=== Set exercise A ===
Locate every line in the records that contains the word "flower", and copy each of those lines.

=== Text to read ===
────────
Find an integer such that if it is multiplied by any of the given integers they form G.P.
Last Updated :
20 Feb, 2023
Given three integers A, B, and C, the task is to find out a positive integer K (if exists) such that if k is multiplied by any of the given integers A, B, or C they form G.P.(Geometric Progression) in the given order. If there exists no K print -1.
Examples:
Input: A = 1, B = 9, C = 27
Output: 3
Explanation: If A is multiplied by 3 then the integers 3, 9, and 27 forms a G.P. with a common ratio of 3.
Input: A = 3, B = 2, C = 12
Output: 3
Explanation: If B is multiplied by 3 then the integers 3, 6, and 12 form a G.P. with a common ratio of 2.
Input: A = 2, B = 6, C = 8
Output: -1
Explanation: There exists no positive integer K
Approach: Implement the idea below to solve the problem:
Three numbers A, B, and C form a G.P. if and only if C / B = B / A = r. ( where r is the common ratio ). For three integers we have 3 cases:
- Case 1: A is multiplied by K, Now the integers become A*K, B, and C. Using the G.P. property we have C / B = B / A*K => K = ( B*B ) / ( A*C )
- Case 2: B is multiplied by K, Now the integers become A, B*K, and C. Using the G.P. property we have C / B*k = B*K / A => K = sqrt(A*C)/ B
- Case 3: C is multiplied by K, Now the integers become A, B, and C*K. Using the G.P. property we have C / B = B / A*K => K = ( B*B ) / ( A*C )
────────
[Records from an annotation dataset]
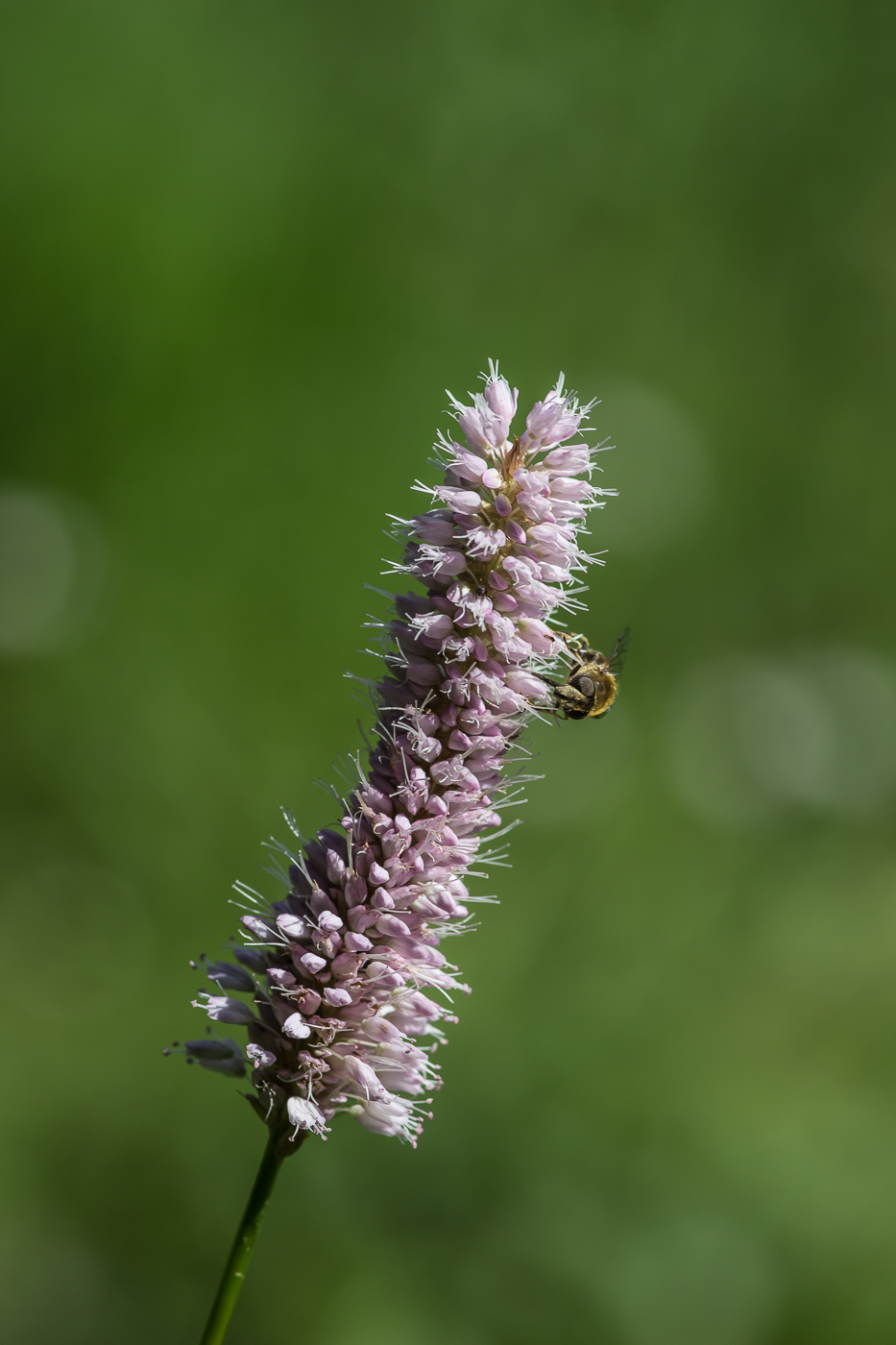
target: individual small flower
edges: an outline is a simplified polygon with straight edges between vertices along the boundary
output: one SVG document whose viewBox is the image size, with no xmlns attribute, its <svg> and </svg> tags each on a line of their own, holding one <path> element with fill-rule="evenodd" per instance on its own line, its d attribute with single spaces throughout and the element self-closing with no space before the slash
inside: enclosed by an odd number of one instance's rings
<svg viewBox="0 0 896 1345">
<path fill-rule="evenodd" d="M 175 1041 L 174 1046 L 163 1052 L 165 1056 L 175 1053 L 184 1054 L 188 1065 L 196 1061 L 203 1069 L 230 1079 L 242 1079 L 246 1072 L 242 1048 L 231 1037 L 200 1037 L 198 1041 L 184 1041 L 183 1046 Z"/>
<path fill-rule="evenodd" d="M 470 928 L 482 837 L 527 779 L 506 768 L 531 716 L 552 707 L 565 646 L 549 623 L 580 607 L 576 576 L 591 558 L 578 534 L 608 494 L 585 479 L 588 445 L 566 443 L 588 408 L 562 389 L 561 375 L 522 437 L 517 390 L 496 364 L 470 404 L 451 398 L 467 443 L 440 436 L 444 480 L 418 486 L 433 507 L 398 521 L 393 569 L 421 592 L 397 594 L 382 625 L 367 769 L 339 827 L 281 847 L 281 900 L 238 888 L 252 902 L 246 942 L 237 964 L 207 963 L 225 993 L 194 1003 L 248 1026 L 250 1102 L 278 1154 L 326 1135 L 340 1111 L 410 1143 L 429 1115 L 433 1053 L 468 991 L 441 944 Z M 242 1053 L 215 1053 L 225 1044 L 188 1045 L 206 1068 L 244 1068 Z"/>
</svg>

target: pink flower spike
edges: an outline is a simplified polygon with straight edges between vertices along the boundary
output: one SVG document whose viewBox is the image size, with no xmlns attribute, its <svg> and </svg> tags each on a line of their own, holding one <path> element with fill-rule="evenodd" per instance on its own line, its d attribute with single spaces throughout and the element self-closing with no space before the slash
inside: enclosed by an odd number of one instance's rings
<svg viewBox="0 0 896 1345">
<path fill-rule="evenodd" d="M 288 890 L 276 900 L 239 886 L 252 904 L 234 948 L 242 966 L 209 967 L 218 989 L 245 999 L 194 1001 L 248 1028 L 250 1102 L 278 1157 L 346 1112 L 373 1134 L 417 1142 L 428 1111 L 414 1099 L 437 1087 L 432 1052 L 468 993 L 441 944 L 470 928 L 468 884 L 502 826 L 503 791 L 515 788 L 505 768 L 521 736 L 561 706 L 574 646 L 550 617 L 577 607 L 591 562 L 583 519 L 611 492 L 587 480 L 588 445 L 565 443 L 588 406 L 562 378 L 519 440 L 517 390 L 491 362 L 483 383 L 465 402 L 451 398 L 467 444 L 439 436 L 445 476 L 432 490 L 417 483 L 433 507 L 396 521 L 391 570 L 413 592 L 373 619 L 385 659 L 371 683 L 370 755 L 340 787 L 340 826 L 289 841 Z M 192 1045 L 207 1068 L 245 1073 L 235 1042 Z"/>
</svg>

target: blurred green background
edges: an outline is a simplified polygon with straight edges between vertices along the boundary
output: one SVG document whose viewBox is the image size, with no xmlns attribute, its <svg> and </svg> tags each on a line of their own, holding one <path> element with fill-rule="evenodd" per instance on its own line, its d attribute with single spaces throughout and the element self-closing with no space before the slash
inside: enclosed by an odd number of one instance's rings
<svg viewBox="0 0 896 1345">
<path fill-rule="evenodd" d="M 280 804 L 331 820 L 492 356 L 603 398 L 624 693 L 538 732 L 418 1150 L 287 1166 L 233 1345 L 892 1341 L 892 5 L 0 30 L 0 1340 L 198 1338 L 264 1132 L 160 1048 Z"/>
</svg>

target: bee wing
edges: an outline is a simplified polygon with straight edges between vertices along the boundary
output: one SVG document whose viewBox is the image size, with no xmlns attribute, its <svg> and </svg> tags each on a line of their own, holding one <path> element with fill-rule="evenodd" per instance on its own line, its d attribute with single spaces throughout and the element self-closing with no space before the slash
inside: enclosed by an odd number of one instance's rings
<svg viewBox="0 0 896 1345">
<path fill-rule="evenodd" d="M 612 650 L 609 651 L 609 656 L 607 659 L 607 667 L 613 675 L 622 672 L 623 670 L 623 664 L 628 654 L 630 638 L 631 638 L 631 625 L 627 625 L 626 629 L 619 636 L 619 639 L 616 640 L 616 643 L 613 644 Z"/>
</svg>

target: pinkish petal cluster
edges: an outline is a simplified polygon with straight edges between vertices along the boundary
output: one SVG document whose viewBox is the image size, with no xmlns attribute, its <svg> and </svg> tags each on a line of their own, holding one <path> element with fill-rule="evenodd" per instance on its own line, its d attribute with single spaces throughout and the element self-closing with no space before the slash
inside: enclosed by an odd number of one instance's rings
<svg viewBox="0 0 896 1345">
<path fill-rule="evenodd" d="M 615 494 L 587 479 L 592 449 L 568 443 L 588 408 L 564 394 L 562 377 L 521 438 L 517 390 L 496 366 L 472 405 L 452 404 L 465 444 L 440 436 L 433 507 L 398 521 L 393 569 L 422 592 L 397 596 L 383 625 L 369 769 L 339 830 L 281 847 L 284 900 L 239 889 L 254 902 L 234 948 L 241 966 L 213 963 L 209 975 L 222 990 L 246 990 L 248 976 L 253 1003 L 199 1003 L 248 1025 L 250 1100 L 284 1153 L 339 1111 L 416 1141 L 439 1087 L 441 1025 L 468 989 L 440 944 L 470 925 L 483 833 L 494 838 L 498 800 L 525 779 L 505 776 L 510 753 L 553 703 L 546 678 L 564 647 L 548 623 L 580 605 L 576 573 L 592 557 L 578 531 Z"/>
</svg>

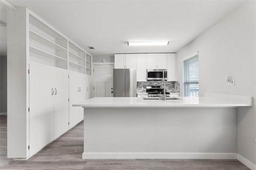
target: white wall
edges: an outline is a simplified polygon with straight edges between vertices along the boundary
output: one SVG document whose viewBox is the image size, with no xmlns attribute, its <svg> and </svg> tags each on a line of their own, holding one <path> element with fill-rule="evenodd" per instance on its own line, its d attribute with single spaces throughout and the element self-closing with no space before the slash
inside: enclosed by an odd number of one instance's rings
<svg viewBox="0 0 256 170">
<path fill-rule="evenodd" d="M 94 55 L 92 57 L 92 62 L 102 62 L 102 59 L 105 59 L 106 62 L 114 63 L 115 61 L 114 55 Z"/>
<path fill-rule="evenodd" d="M 6 56 L 1 56 L 0 60 L 0 112 L 6 113 L 7 112 L 7 58 Z"/>
<path fill-rule="evenodd" d="M 238 153 L 256 164 L 255 2 L 246 2 L 177 53 L 183 95 L 182 60 L 199 51 L 199 95 L 206 92 L 253 96 L 253 106 L 238 109 Z M 228 86 L 226 77 L 235 78 Z"/>
</svg>

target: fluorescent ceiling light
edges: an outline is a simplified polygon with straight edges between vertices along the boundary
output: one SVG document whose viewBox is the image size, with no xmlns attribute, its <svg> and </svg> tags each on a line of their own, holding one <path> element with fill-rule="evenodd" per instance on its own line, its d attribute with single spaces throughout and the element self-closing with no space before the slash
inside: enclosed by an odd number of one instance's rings
<svg viewBox="0 0 256 170">
<path fill-rule="evenodd" d="M 167 45 L 168 41 L 163 42 L 128 42 L 127 45 L 129 46 L 145 45 Z"/>
</svg>

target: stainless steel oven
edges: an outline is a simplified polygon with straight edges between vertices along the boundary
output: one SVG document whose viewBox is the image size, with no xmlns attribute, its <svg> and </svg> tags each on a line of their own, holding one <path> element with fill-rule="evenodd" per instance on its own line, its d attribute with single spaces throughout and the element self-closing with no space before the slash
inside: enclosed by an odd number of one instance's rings
<svg viewBox="0 0 256 170">
<path fill-rule="evenodd" d="M 148 80 L 167 80 L 167 70 L 147 70 Z"/>
</svg>

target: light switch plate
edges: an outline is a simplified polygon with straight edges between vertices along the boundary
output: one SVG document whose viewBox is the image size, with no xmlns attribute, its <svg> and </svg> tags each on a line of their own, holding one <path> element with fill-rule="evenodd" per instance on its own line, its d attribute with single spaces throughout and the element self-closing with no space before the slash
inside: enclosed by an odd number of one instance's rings
<svg viewBox="0 0 256 170">
<path fill-rule="evenodd" d="M 230 77 L 230 81 L 229 82 L 228 82 L 228 86 L 234 86 L 235 79 L 234 77 Z"/>
</svg>

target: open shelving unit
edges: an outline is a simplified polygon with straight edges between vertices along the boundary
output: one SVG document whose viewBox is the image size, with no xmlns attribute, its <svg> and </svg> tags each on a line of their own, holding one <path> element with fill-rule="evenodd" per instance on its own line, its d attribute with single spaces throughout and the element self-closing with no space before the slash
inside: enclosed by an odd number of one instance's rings
<svg viewBox="0 0 256 170">
<path fill-rule="evenodd" d="M 86 74 L 92 75 L 92 56 L 86 53 Z"/>
<path fill-rule="evenodd" d="M 29 37 L 30 61 L 68 68 L 68 40 L 31 14 Z"/>
<path fill-rule="evenodd" d="M 86 73 L 85 52 L 70 41 L 68 42 L 68 69 Z"/>
</svg>

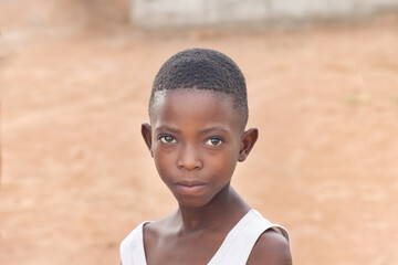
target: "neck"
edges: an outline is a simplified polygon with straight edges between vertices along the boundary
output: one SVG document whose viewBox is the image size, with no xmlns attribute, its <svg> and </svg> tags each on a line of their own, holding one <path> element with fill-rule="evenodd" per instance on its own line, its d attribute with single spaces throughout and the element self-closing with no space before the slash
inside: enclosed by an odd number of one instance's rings
<svg viewBox="0 0 398 265">
<path fill-rule="evenodd" d="M 226 186 L 209 203 L 200 208 L 179 205 L 177 218 L 185 233 L 203 229 L 218 229 L 229 222 L 237 223 L 250 206 L 230 184 Z"/>
</svg>

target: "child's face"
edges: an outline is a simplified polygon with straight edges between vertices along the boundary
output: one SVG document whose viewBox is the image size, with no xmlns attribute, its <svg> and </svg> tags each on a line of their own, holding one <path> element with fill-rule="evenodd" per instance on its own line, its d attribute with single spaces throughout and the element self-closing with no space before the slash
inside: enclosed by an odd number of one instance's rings
<svg viewBox="0 0 398 265">
<path fill-rule="evenodd" d="M 150 120 L 150 126 L 143 125 L 144 139 L 160 178 L 185 206 L 210 202 L 229 184 L 238 160 L 244 160 L 256 139 L 255 134 L 247 150 L 248 131 L 242 131 L 231 98 L 211 91 L 158 95 Z"/>
</svg>

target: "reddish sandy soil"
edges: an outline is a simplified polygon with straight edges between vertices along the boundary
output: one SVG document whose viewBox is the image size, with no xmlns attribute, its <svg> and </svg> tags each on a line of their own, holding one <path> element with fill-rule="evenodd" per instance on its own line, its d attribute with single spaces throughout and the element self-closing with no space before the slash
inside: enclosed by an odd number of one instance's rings
<svg viewBox="0 0 398 265">
<path fill-rule="evenodd" d="M 139 126 L 160 64 L 192 46 L 247 76 L 260 139 L 233 186 L 289 229 L 294 263 L 398 264 L 397 15 L 159 34 L 123 1 L 53 2 L 0 2 L 0 264 L 118 264 L 133 227 L 175 209 Z"/>
</svg>

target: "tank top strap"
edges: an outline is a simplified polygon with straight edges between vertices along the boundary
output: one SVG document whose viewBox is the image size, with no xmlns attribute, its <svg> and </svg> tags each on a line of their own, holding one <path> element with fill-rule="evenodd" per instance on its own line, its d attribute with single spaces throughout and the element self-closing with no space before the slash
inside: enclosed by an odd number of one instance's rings
<svg viewBox="0 0 398 265">
<path fill-rule="evenodd" d="M 123 265 L 140 264 L 146 265 L 144 250 L 144 225 L 148 222 L 140 223 L 135 230 L 127 235 L 121 244 L 121 259 Z"/>
<path fill-rule="evenodd" d="M 258 211 L 250 210 L 228 233 L 208 265 L 243 265 L 262 233 L 268 230 L 281 233 L 287 241 L 285 229 L 264 219 Z"/>
</svg>

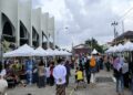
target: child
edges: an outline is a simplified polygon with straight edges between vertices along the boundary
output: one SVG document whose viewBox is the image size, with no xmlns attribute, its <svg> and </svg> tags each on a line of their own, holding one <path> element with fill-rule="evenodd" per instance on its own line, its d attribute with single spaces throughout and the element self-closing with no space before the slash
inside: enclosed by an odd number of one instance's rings
<svg viewBox="0 0 133 95">
<path fill-rule="evenodd" d="M 85 87 L 85 85 L 84 85 L 84 75 L 83 75 L 83 72 L 82 72 L 82 70 L 80 67 L 78 67 L 76 71 L 75 71 L 75 82 L 76 82 L 75 89 L 80 85 L 83 85 L 83 87 Z"/>
</svg>

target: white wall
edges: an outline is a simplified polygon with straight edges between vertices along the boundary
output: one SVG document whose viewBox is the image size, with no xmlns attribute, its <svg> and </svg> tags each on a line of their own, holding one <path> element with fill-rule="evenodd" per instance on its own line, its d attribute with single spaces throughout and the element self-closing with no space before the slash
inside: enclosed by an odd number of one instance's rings
<svg viewBox="0 0 133 95">
<path fill-rule="evenodd" d="M 41 8 L 32 10 L 32 25 L 39 33 L 39 45 L 42 46 Z"/>
<path fill-rule="evenodd" d="M 49 18 L 49 22 L 48 22 L 48 32 L 51 35 L 52 40 L 53 40 L 53 45 L 54 45 L 54 18 Z M 50 39 L 50 38 L 49 38 Z"/>
<path fill-rule="evenodd" d="M 16 43 L 19 45 L 18 0 L 0 0 L 1 12 L 4 13 L 14 27 Z"/>
<path fill-rule="evenodd" d="M 2 34 L 2 29 L 1 29 L 1 0 L 0 0 L 0 39 Z"/>
<path fill-rule="evenodd" d="M 49 13 L 43 13 L 42 14 L 42 21 L 41 21 L 41 30 L 43 31 L 43 33 L 47 35 L 48 38 L 48 20 L 49 20 Z"/>
<path fill-rule="evenodd" d="M 19 23 L 22 21 L 29 32 L 29 44 L 32 46 L 32 28 L 31 28 L 31 0 L 19 2 Z"/>
</svg>

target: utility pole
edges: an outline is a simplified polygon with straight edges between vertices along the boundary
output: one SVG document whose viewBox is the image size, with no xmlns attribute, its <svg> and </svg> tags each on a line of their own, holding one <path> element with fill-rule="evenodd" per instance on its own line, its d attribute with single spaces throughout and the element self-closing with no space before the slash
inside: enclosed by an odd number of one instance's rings
<svg viewBox="0 0 133 95">
<path fill-rule="evenodd" d="M 122 21 L 122 32 L 124 33 L 124 21 Z"/>
<path fill-rule="evenodd" d="M 117 36 L 117 32 L 116 32 L 116 25 L 117 25 L 117 22 L 112 22 L 111 25 L 114 27 L 114 44 L 116 45 L 116 36 Z"/>
</svg>

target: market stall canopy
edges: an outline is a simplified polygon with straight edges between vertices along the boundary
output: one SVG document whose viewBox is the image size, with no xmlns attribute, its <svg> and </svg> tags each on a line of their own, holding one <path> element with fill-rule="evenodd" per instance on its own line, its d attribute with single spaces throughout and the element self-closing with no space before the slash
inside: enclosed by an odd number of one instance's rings
<svg viewBox="0 0 133 95">
<path fill-rule="evenodd" d="M 98 54 L 98 51 L 94 49 L 94 50 L 92 51 L 92 54 Z"/>
<path fill-rule="evenodd" d="M 126 42 L 124 45 L 123 45 L 123 51 L 133 51 L 133 43 L 132 42 Z"/>
<path fill-rule="evenodd" d="M 54 55 L 54 51 L 52 49 L 48 49 L 48 50 L 45 50 L 45 52 L 48 53 L 48 56 Z"/>
<path fill-rule="evenodd" d="M 48 52 L 43 50 L 41 46 L 34 50 L 34 56 L 47 56 Z"/>
<path fill-rule="evenodd" d="M 33 54 L 34 54 L 34 50 L 31 46 L 29 46 L 28 44 L 24 44 L 14 51 L 4 53 L 3 57 L 33 56 Z"/>
<path fill-rule="evenodd" d="M 123 51 L 123 45 L 120 43 L 116 48 L 114 52 L 122 52 Z"/>
</svg>

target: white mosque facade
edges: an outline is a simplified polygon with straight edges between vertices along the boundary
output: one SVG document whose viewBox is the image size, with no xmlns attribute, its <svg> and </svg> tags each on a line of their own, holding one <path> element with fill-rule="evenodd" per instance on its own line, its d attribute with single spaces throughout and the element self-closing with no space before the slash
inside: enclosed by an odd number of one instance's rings
<svg viewBox="0 0 133 95">
<path fill-rule="evenodd" d="M 54 46 L 54 17 L 33 9 L 32 0 L 0 0 L 0 40 L 20 46 L 24 43 L 38 48 L 43 43 Z"/>
</svg>

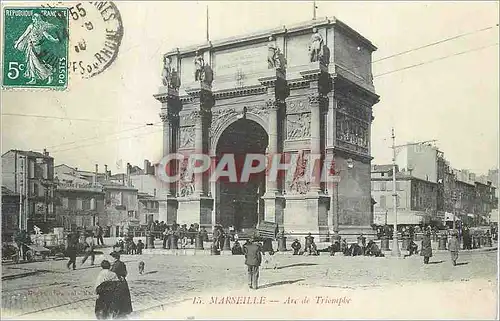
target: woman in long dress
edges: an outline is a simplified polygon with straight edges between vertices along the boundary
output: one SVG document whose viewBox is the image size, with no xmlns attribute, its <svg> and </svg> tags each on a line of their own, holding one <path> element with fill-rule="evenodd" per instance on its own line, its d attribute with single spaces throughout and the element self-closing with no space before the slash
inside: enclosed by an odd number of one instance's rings
<svg viewBox="0 0 500 321">
<path fill-rule="evenodd" d="M 112 252 L 110 255 L 115 259 L 115 262 L 111 266 L 111 271 L 116 273 L 119 280 L 118 289 L 116 291 L 116 309 L 118 310 L 117 317 L 122 319 L 133 311 L 130 289 L 126 279 L 127 266 L 125 263 L 120 261 L 119 253 Z"/>
<path fill-rule="evenodd" d="M 52 83 L 52 67 L 42 61 L 38 56 L 41 46 L 45 40 L 59 42 L 59 39 L 51 36 L 48 31 L 57 28 L 55 25 L 42 20 L 40 14 L 35 13 L 32 23 L 26 28 L 24 33 L 17 39 L 14 48 L 24 51 L 26 56 L 26 72 L 24 77 L 29 78 L 27 84 L 35 84 L 38 79 L 47 80 L 47 84 Z"/>
<path fill-rule="evenodd" d="M 101 262 L 102 270 L 97 276 L 95 291 L 98 295 L 95 301 L 95 316 L 99 320 L 112 319 L 117 314 L 115 296 L 118 288 L 118 276 L 111 272 L 111 264 L 107 260 Z"/>
</svg>

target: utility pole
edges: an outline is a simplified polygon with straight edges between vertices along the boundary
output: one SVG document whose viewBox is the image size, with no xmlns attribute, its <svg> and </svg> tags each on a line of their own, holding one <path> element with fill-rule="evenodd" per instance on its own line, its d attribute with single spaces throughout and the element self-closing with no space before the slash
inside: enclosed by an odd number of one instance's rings
<svg viewBox="0 0 500 321">
<path fill-rule="evenodd" d="M 208 27 L 209 27 L 208 21 L 209 21 L 209 18 L 208 18 L 208 4 L 207 4 L 207 30 L 206 30 L 207 31 L 207 34 L 206 34 L 206 36 L 207 36 L 207 42 L 210 41 L 210 33 L 209 33 L 209 29 L 208 29 Z"/>
<path fill-rule="evenodd" d="M 23 158 L 20 158 L 19 164 L 19 230 L 24 229 L 24 218 L 23 218 L 23 197 L 24 197 L 24 180 L 23 180 Z"/>
<path fill-rule="evenodd" d="M 421 145 L 425 143 L 431 143 L 437 141 L 436 139 L 426 140 L 416 143 L 408 143 L 403 145 L 396 146 L 396 135 L 394 134 L 394 128 L 392 128 L 392 196 L 393 196 L 393 210 L 394 210 L 394 231 L 392 236 L 392 256 L 399 257 L 401 256 L 401 252 L 399 250 L 399 241 L 398 241 L 398 213 L 397 213 L 397 205 L 398 205 L 398 194 L 396 192 L 396 148 L 406 147 L 406 146 L 414 146 Z"/>
<path fill-rule="evenodd" d="M 394 228 L 392 234 L 392 256 L 399 257 L 398 241 L 398 194 L 396 193 L 396 135 L 394 135 L 394 128 L 392 128 L 392 196 L 393 196 L 393 210 L 394 210 Z"/>
</svg>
────────
=== Set exercise B ===
Answer these questions from the page on geometric progressions above:
(i) On what date was the page last updated?
(ii) What output is given for the input A = 2, B = 6, C = 8?
(iii) For the input A = 3, B = 2, C = 12, which integer is multiplied by 3?

=== Exercise response A ===
target: individual small flower
target: pink flower spike

=== Exercise response B ===
(i) 20 Feb, 2023
(ii) -1
(iii) B